▶ [Text]:
-- Opening Marker --
A member of Sligo Athletics Club, MacDermott believes in quality and fast work for training, some of which he does on the beach and dunes in his home town of Strandhill. “Running 300 metre intervals would be generally my go to.” He has made his own set of wooden hurdles and used these to do a lot of 200 metre or 250 metre intervals before the world championships.

“In training for 400 metres, generally I wouldn’t run 400 metres. Psychologically it is better to just leave the last bit for the race.” So to prepare for the 300 metre hurdles, “I did 200s over five hurdles and gradually added another hurdle.”

Among his Irish team-mates in Finland were the only mother and daughter pair, it’s believed, to be competing at the event. Eileen Kenny (72) from Athlone, Co Westmeath, won silver in the 6km cross-country and Michelle Kenny (43), who lives in Cork city, won both individual and team gold medals in the 8km cross-country race. Eileen used to ferry Michelle and her five siblings to juvenile cross-country running events, “to keep them out of trouble”, but she herself didn’t take up running until her 40th year. It was at one of the children’s events that two women asked her would she like to join a cross-country team.

“Living in Cork at the time, she joined St Finbarr’s AC and discovered she enjoyed competing. Her offspring all gave up competitive running after leaving school but their mother raced on until she developed cancer in 2006 and stopped running for almost 10 years. She took up hillwalking with a Co Cork group to keep fit instead “and I loved it”.

After Eileen moved back to Athlone, Co Westmeath to be nearer siblings, she joined another hillwalking group. It was during one of those walks, in 2016, that a woman asked her if she ever did the Athlone parkrun – a community 5km run that takes place simultaneously every Saturday morning in thousands of locations in more than 20 countries around the world.

“I never heard of it, so the following Saturday I did the parkrun and I never went back hillwalking since,” laughs Eileen, who now has more than 100 parkruns to her credit. “I am the oldest there, I love it. If I do the parkrun, I do a few miles before, do the parkrun, and then a few miles afterwards. I count it as my long run.”

In February 2020, soon after she had turned 70, she had just won gold in the national masters cross-country when Covid hit and she had to cocoon, as per government guidance, for three months. “That didn’t suit me. I’m living on my own and had somebody delivering my messages on the Saturdays. The minute the three months was up and I could get out to the 5km, I haven’t stayed in a day since.”

She runs five days a week and on her days “off”, she cycles or does aqua aerobics. In training for the world masters, and also the European masters in May when she won gold, “I never went out for under an hour. It all depends on how you feel.” But she reckons she was covering 80-96km a week. “I did most of the training on my own as at my age I didn’t want pressure. When I went to races then, I used people who I knew to improve. If there is somebody in front of you, you aim for that person and she’ll aim for you the next time.”
-- Closing Marker --
In the text about the masters athletes, how many kilometers a week does Eileen reckon she was covering while training for the world masters?

▶ [Dataset extract]:
-- Opening Marker --
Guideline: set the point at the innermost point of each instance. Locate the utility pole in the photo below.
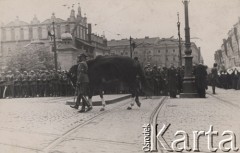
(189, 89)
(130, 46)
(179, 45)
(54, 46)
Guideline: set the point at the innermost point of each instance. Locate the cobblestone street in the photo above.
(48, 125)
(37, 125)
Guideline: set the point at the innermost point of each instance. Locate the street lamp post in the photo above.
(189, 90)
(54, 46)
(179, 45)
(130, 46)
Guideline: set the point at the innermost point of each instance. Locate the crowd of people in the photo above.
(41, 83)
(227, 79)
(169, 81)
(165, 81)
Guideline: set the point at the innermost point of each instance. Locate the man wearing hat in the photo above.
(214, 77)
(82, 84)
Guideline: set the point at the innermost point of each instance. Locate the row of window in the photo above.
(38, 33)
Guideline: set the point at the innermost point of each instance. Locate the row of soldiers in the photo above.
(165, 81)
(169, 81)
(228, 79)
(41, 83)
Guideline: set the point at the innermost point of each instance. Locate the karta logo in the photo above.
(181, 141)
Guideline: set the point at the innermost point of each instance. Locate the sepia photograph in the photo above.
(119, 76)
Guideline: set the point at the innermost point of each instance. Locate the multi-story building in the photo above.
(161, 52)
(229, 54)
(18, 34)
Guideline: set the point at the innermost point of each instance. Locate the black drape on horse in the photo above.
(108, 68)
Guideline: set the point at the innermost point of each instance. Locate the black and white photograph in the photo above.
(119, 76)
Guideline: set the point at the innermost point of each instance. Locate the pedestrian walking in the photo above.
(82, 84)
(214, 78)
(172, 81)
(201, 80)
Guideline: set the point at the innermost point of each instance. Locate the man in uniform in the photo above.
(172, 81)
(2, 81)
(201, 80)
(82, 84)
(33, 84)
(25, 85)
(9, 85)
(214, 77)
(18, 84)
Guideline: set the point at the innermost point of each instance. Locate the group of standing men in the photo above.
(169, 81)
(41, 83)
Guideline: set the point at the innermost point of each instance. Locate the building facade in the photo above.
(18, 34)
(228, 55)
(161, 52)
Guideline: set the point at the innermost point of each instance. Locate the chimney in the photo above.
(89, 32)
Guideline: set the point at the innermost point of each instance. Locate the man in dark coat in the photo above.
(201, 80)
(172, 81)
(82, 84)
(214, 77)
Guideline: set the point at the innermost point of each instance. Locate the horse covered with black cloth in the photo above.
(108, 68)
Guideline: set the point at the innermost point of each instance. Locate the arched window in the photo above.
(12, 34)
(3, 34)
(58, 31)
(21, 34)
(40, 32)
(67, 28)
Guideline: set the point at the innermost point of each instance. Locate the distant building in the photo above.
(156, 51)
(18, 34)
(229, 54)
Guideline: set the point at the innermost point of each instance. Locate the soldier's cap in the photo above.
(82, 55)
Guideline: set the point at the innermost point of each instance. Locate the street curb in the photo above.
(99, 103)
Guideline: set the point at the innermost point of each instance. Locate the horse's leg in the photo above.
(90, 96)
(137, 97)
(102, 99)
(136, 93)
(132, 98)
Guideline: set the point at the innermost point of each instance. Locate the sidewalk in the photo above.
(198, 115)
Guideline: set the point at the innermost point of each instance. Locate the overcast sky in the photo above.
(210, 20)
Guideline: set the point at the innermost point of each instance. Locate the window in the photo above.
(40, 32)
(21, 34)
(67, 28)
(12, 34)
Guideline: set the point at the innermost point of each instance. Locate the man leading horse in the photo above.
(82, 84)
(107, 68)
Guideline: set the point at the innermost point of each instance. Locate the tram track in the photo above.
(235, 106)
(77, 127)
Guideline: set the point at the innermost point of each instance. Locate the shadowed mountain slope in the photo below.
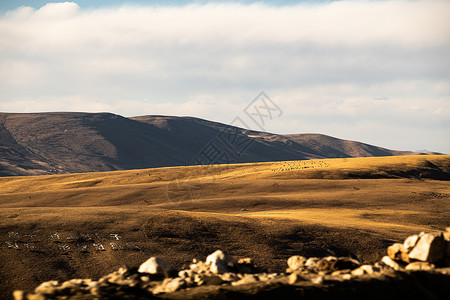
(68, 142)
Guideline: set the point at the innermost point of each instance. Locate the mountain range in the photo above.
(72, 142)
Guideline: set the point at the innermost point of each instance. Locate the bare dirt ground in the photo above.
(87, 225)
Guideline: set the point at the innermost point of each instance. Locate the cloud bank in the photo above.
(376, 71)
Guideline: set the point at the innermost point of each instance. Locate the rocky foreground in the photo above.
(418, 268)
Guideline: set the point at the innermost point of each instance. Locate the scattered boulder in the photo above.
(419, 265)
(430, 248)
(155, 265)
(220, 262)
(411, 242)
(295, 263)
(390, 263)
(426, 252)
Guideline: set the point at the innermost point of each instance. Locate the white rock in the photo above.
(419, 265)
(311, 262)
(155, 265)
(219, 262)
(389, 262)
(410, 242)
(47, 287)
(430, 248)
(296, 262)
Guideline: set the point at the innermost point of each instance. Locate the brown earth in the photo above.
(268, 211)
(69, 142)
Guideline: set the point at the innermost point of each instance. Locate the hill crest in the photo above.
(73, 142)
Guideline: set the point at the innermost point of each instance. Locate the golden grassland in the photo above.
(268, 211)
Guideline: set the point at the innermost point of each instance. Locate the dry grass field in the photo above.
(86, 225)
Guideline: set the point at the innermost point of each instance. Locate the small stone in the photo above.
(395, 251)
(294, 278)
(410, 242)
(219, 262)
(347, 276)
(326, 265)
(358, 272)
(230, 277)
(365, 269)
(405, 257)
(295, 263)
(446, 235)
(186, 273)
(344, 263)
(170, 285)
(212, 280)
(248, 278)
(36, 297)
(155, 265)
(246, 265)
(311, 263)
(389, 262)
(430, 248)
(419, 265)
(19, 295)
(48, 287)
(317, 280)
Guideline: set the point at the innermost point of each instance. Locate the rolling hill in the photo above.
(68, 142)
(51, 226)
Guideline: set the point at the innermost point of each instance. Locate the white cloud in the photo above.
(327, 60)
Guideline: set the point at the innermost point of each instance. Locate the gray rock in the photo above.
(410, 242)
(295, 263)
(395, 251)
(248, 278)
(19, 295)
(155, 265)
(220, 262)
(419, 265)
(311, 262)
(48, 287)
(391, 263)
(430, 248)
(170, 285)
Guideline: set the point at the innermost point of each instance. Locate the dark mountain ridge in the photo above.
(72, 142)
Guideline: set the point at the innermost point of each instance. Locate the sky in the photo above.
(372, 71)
-- Closing Marker --
-- Opening Marker --
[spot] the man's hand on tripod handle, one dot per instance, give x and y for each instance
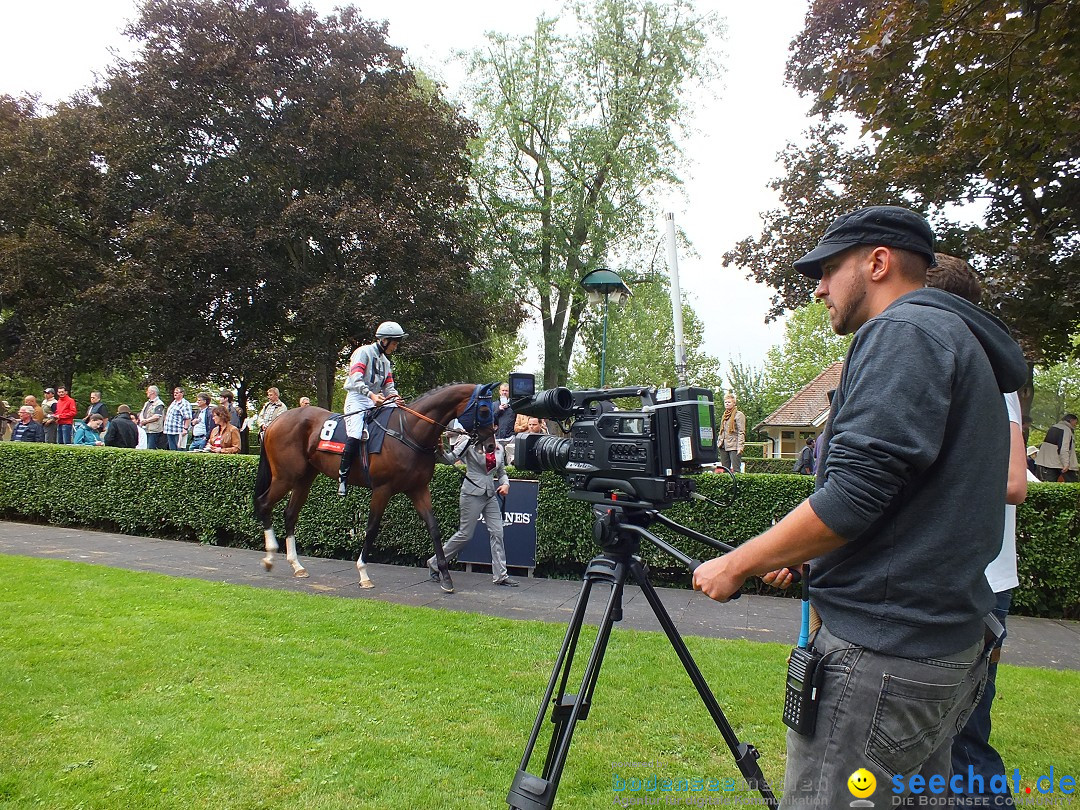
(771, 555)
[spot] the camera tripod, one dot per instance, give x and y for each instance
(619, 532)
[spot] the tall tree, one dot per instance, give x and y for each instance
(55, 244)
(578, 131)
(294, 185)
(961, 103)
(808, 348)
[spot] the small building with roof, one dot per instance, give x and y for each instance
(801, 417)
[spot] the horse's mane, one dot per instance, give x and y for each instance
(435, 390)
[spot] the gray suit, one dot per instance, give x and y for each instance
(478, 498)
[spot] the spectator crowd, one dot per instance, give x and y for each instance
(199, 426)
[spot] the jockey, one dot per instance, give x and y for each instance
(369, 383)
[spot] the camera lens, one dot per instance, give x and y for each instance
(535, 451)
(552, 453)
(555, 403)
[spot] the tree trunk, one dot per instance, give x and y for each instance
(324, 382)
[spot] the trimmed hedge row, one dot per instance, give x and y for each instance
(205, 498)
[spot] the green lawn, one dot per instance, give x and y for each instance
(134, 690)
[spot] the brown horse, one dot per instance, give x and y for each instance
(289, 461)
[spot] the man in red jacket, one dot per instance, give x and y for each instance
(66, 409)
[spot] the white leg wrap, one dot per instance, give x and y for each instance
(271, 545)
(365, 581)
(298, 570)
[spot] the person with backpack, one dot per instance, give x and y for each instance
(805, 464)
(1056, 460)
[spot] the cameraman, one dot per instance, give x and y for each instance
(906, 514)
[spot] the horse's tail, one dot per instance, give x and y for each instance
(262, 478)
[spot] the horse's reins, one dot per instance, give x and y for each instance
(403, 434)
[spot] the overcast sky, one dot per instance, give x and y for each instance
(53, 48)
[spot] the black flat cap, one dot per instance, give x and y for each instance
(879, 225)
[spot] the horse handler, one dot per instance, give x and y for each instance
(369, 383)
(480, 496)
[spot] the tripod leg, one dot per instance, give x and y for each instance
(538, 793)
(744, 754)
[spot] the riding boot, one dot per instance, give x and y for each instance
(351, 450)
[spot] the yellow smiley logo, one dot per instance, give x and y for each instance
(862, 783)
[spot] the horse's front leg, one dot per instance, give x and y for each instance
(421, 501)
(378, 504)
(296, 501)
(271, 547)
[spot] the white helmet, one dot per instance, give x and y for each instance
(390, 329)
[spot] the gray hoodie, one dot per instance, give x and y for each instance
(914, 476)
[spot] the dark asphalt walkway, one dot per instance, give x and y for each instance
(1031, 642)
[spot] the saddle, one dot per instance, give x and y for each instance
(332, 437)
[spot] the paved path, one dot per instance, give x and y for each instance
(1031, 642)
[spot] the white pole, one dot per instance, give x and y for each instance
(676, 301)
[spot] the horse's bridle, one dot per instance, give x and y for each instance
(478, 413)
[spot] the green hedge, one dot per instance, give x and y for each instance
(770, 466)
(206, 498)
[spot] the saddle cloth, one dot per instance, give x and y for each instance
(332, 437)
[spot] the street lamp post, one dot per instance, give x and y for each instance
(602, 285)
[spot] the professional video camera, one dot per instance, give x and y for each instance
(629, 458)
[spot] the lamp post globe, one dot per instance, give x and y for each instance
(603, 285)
-- Closing Marker --
-- Opening Marker --
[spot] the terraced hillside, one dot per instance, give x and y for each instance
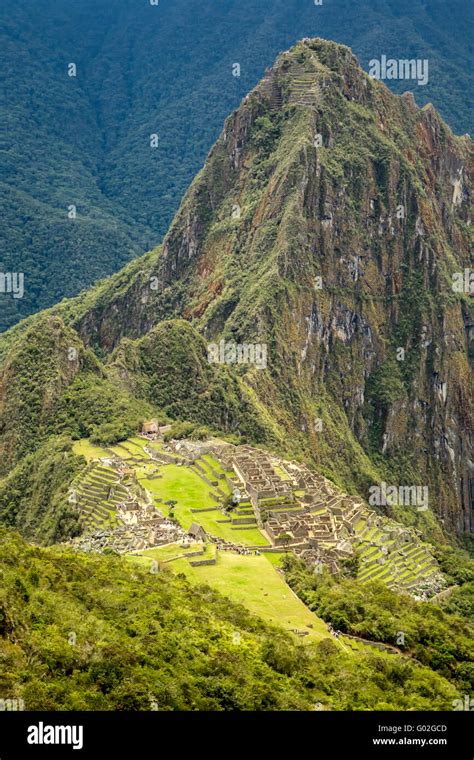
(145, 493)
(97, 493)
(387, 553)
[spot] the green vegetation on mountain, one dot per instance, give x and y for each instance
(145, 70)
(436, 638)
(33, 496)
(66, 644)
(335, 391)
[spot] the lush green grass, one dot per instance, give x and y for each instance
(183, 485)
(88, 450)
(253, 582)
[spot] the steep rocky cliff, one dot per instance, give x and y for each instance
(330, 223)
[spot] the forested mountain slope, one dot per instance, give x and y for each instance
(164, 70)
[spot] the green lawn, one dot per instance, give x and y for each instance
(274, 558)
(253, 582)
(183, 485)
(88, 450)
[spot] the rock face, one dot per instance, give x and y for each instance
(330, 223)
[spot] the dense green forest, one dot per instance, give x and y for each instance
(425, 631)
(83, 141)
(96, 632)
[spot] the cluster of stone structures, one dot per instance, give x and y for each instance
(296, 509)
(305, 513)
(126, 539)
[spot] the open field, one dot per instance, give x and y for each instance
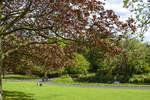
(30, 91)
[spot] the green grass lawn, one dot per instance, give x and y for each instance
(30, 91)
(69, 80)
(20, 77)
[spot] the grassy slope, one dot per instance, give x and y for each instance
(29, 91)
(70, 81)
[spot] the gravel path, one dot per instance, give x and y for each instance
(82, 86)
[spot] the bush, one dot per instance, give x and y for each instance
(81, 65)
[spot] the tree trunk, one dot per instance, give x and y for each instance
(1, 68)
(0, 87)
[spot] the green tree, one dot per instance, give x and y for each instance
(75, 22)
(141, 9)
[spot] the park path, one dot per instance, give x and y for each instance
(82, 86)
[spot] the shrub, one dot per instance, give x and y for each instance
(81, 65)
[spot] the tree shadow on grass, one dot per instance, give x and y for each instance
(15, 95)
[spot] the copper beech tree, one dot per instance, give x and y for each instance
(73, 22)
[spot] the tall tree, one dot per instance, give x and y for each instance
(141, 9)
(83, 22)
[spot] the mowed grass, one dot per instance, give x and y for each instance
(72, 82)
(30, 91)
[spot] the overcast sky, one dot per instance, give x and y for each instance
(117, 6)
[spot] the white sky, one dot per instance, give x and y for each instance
-- Closing Marker --
▶ [Exercise answer]: 80-96km a week